EXTRACT.

----

Opting for early retirement allows you to access your pension sooner but may result in lower pension payments. Depending on the pension scheme, delaying your retirement could lead to an increased pension pot. It’s essential that you evaluate your financial situation, lifestyle and health to make an informed decision.
Please refer to the Scheme information section on your Member Online Portal to find out more. Choosing early or late retirement plays an important role in pension planning.
Budget planner guidance
Budget planning is incredibly valuable when it comes to effective retirement planning. Assessing your current financial situation will allow you to identify areas for potential savings, and help you set realistic retirement goals. You should think about the type of lifestyle you want to have when you retire.
Consider the following questions:
What do you want your retirement to look like?
How much will this
cost you?
How long will your money
have to last?
Remember, your full retirement pot could consist of income from multiple pension schemes, savings accounts, investments and the State Pension. Don’t forget to make a plan to manage any outgoings you might have including bank loans, rent or mortgage and bills.

----

SET TASK A. How many lines of the entries contain the string "stem"? Give only the number.
The retirement planning passage and the entries are unrelated to each other.

Excerpts from point annotation data:
----

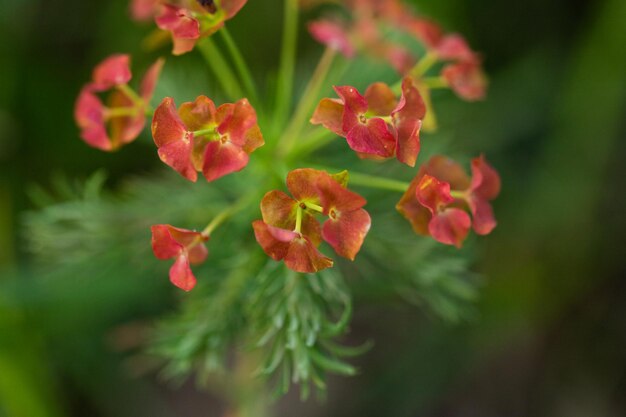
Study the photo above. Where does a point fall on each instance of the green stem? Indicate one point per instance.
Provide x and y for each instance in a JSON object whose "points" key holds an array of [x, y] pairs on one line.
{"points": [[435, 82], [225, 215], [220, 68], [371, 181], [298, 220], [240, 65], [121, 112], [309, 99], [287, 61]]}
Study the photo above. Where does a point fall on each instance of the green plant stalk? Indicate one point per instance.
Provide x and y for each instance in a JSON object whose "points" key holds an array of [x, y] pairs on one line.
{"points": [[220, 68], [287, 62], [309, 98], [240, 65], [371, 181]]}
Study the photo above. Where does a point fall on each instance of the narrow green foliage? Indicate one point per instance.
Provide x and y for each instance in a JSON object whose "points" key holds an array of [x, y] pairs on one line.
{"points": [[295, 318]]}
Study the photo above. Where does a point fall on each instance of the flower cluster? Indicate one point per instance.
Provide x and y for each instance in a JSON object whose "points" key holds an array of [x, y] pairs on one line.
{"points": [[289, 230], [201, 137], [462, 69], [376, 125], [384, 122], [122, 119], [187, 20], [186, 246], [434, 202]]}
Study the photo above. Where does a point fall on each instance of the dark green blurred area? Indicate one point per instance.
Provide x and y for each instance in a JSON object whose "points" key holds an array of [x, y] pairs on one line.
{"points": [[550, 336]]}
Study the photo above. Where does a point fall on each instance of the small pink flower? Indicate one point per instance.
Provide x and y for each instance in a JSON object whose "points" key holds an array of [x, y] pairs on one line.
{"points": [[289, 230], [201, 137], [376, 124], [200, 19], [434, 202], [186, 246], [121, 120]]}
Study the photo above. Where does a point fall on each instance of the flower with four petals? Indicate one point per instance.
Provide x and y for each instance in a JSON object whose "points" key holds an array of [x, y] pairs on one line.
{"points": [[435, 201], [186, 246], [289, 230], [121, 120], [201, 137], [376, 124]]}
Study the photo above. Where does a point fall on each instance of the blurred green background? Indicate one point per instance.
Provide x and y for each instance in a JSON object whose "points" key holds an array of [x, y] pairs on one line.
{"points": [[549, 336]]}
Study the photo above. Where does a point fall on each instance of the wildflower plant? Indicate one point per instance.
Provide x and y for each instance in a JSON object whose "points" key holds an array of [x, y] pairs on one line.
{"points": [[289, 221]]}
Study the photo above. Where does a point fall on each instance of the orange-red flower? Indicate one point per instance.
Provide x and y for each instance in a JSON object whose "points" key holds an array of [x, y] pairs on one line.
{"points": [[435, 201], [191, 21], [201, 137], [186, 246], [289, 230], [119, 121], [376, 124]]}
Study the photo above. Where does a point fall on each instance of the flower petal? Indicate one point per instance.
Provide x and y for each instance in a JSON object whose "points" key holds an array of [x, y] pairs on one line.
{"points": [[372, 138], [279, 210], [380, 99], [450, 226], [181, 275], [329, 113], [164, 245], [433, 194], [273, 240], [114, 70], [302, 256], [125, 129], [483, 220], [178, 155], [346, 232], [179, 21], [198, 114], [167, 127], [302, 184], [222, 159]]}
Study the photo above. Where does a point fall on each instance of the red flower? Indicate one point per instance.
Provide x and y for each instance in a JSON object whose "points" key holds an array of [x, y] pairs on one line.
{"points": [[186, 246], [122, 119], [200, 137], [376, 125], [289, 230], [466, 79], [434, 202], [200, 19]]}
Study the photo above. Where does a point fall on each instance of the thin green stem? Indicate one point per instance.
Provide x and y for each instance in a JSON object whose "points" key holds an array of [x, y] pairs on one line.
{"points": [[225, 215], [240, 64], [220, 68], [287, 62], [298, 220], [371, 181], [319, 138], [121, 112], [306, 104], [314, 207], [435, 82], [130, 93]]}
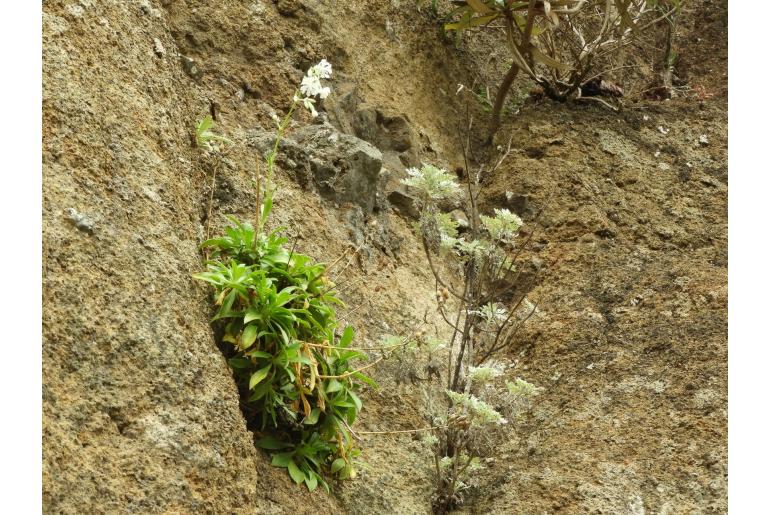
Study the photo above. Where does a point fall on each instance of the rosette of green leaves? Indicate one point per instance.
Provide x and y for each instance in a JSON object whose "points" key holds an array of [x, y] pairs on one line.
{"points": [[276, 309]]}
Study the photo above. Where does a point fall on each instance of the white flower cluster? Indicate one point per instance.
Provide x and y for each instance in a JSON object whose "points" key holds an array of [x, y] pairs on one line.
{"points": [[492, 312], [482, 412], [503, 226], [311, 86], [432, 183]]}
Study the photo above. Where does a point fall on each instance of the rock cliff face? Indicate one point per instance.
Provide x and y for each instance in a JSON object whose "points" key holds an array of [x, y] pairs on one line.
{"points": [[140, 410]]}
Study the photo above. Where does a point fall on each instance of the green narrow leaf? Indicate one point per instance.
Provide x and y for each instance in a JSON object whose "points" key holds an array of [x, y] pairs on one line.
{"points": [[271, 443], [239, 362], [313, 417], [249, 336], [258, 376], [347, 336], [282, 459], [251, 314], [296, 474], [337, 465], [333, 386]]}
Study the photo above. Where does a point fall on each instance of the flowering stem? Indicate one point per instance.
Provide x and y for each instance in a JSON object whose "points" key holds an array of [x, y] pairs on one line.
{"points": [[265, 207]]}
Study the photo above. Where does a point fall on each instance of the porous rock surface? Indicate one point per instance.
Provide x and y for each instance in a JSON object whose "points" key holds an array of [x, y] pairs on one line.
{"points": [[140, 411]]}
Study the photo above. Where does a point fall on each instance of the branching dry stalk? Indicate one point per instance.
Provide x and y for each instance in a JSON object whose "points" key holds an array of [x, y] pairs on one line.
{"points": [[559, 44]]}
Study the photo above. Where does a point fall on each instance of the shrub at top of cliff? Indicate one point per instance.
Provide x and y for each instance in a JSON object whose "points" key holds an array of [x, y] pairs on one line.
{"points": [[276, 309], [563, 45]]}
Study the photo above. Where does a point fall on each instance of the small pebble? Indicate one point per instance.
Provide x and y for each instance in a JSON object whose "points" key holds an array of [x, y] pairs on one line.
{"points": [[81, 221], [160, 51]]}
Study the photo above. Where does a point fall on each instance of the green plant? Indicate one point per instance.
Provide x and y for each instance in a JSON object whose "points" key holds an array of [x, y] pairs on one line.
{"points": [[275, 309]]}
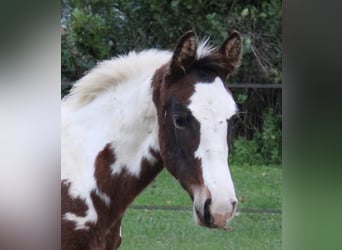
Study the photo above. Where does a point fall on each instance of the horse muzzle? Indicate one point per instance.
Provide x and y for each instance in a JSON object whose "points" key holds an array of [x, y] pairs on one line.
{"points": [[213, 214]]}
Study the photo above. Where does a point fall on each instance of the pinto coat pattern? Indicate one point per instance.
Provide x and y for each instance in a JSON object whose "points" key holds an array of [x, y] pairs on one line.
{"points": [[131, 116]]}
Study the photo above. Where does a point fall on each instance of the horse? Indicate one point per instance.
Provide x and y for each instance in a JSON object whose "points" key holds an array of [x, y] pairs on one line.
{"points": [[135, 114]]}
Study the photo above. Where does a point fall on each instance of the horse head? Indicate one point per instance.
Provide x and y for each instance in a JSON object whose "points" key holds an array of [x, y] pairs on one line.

----

SET TASK B. Rewrite the retirement planning passage between "Consider the following" and "mortgage and bills.", inclusive, with "bank loans" updated to "credit card debts".

COMPLETE OUTPUT A. 3

COMPLETE OUTPUT B.
Consider the following questions:
What do you want your retirement to look like?
How much will this
cost you?
How long will your money
have to last?
Remember, your full retirement pot could consist of income from multiple pension schemes, savings accounts, investments and the State Pension. Don’t forget to make a plan to manage any outgoings you might have including credit card debts, rent or mortgage and bills.